* Problem description
Translate this sentence from the piece on Mark Rylance into Spanish: "“I have a sense that my psyche or soul encouraged me in odd directions, but which later made sense,” Rylance said."

* Text provided
☆ ☆ ☆ ☆

Shakespearean star Mark Rylance skates into the world of ice fishing in a play he wrote with Duluth poet Louis Jenkins.
What makes Mark Rylance a great actor?
This question assumes that two Tonys, two Oliviers, BAFTA and Critics’ Circle awards mean Rylance is, in fact, a great actor.
Rylance recalled Ruth Bly asking her husband, Minnesota poet Robert, that question at a social event.
“Robert looked up and said, ‘Because he doesn’t know who he is,’ ” Rylance said. “He was brilliant! He absolutely nailed it.”
Whoever he is, Rylance is back at the Guthrie Theater, acting in a new play that he helped write and direct. “Nice Fish,” written with Duluth poet Louis Jenkins, puts a man on a frozen lake — where ice meets sky and a man is left to create his own universe. It opens Friday.
“It is such a blessing that it is being born in the Midwest, its natural cradle,” Rylance said during a rehearsal break.
How this British Shakespearean actor came to such a genuine affection for the Midwest is an interesting story — and it says something about who Mark Rylance is.
“I have a sense that my psyche or soul encouraged me in odd directions, but which later made sense,” Rylance said.
Born in England 53 years ago, Rylance and his family moved to the United States when he was quite young, and Mark spent nearly 10 years of his youth in Milwaukee — a cheesehead who cheered the Green Bay Packers, played youth sports and vacationed in Door County. In an interview, he talked with great fondness about ice hockey tournaments (“bantam or peewee, I can’t remember”) that he played in at Duluth and Superior, Wis.

☆ ☆ ☆ ☆

* Data provided
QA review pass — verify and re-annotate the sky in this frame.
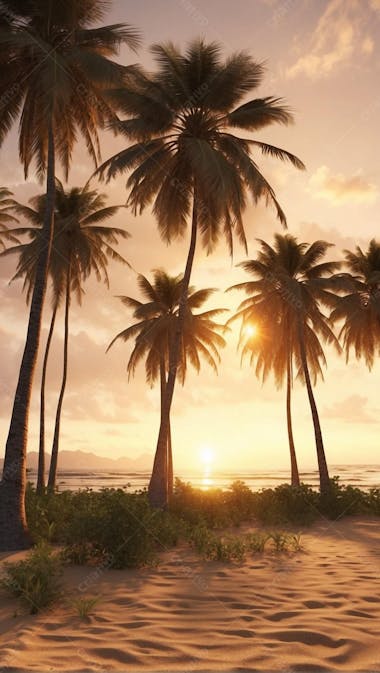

☆ ☆ ☆ ☆

* Complete answer
«Tengo la sensación de que mi psique o mi alma me empujó en direcciones extrañas, que sin embargo más tarde tuvieron sentido», dijo Rylance.